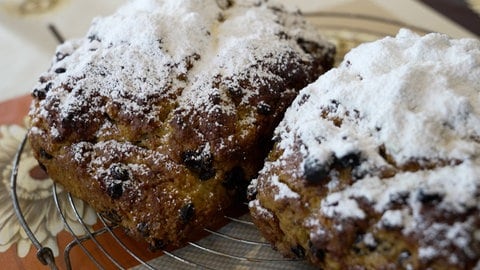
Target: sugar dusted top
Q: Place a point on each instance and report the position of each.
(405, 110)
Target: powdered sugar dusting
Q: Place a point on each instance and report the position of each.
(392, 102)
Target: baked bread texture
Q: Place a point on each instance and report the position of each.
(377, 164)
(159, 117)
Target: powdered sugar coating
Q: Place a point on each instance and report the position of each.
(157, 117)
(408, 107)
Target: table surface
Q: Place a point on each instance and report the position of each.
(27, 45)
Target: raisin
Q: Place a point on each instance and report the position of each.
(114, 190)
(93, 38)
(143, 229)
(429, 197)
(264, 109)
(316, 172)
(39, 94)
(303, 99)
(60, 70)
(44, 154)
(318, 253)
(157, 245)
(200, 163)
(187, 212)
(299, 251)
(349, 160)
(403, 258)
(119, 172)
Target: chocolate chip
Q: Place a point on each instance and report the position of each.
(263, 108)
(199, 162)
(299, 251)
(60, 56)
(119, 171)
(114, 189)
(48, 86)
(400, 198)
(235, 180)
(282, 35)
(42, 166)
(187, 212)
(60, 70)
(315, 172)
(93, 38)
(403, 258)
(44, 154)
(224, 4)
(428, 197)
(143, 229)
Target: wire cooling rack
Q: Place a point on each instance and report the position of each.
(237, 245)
★ ★ ★
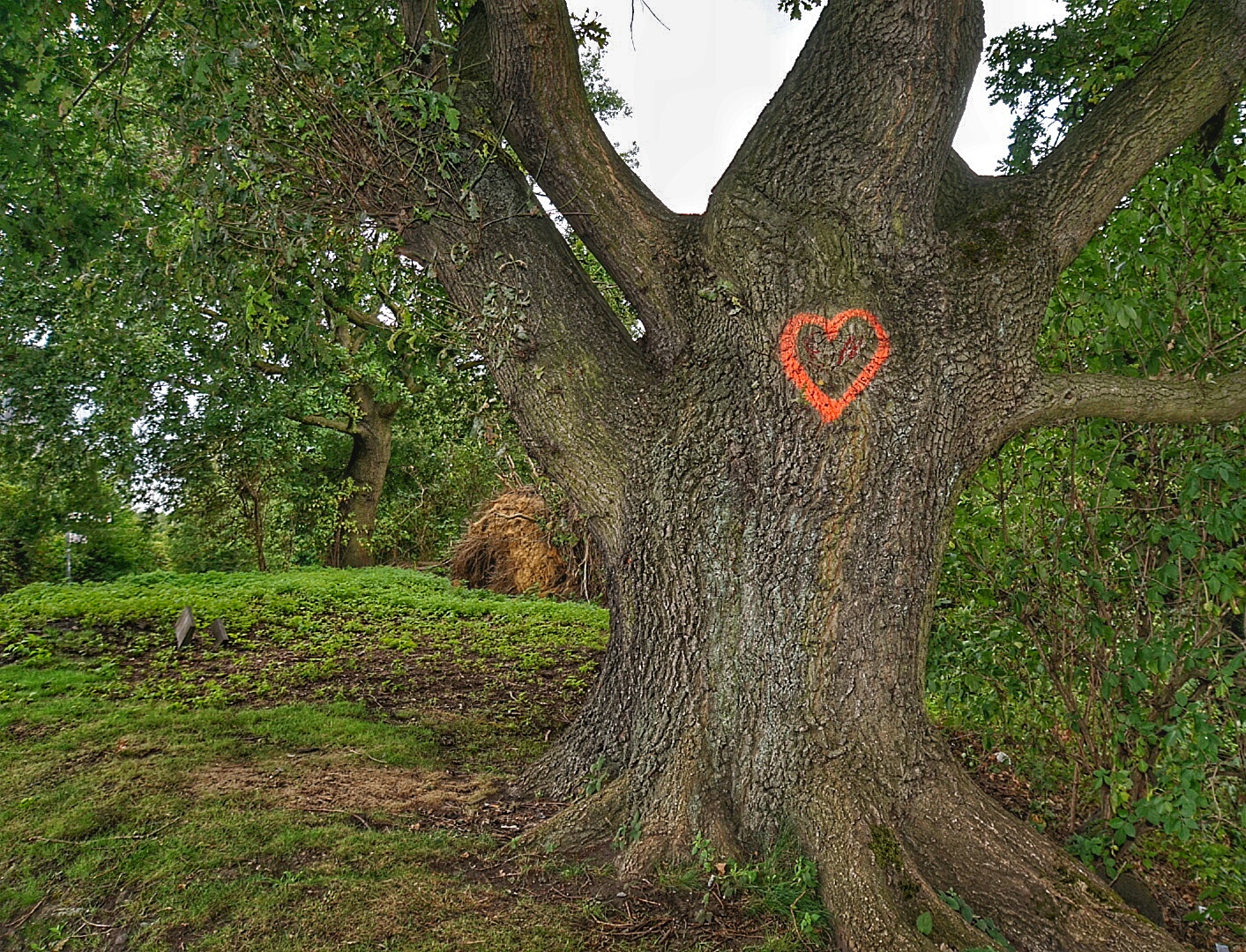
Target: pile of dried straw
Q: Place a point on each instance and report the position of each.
★ ★ ★
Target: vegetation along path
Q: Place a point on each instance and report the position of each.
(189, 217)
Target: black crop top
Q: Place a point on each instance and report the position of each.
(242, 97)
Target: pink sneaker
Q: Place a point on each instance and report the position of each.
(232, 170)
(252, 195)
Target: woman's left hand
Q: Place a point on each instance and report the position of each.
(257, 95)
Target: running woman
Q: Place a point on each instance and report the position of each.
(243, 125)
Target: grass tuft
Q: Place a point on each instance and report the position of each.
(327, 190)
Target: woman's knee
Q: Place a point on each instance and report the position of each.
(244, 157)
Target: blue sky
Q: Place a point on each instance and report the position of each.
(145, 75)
★ ★ ★
WHAT IS EXPECTED: How many lines of the records above contain the string "powdered", matching its capitalization exactly? Reply with the number alone.

EXERCISE OUTPUT: 2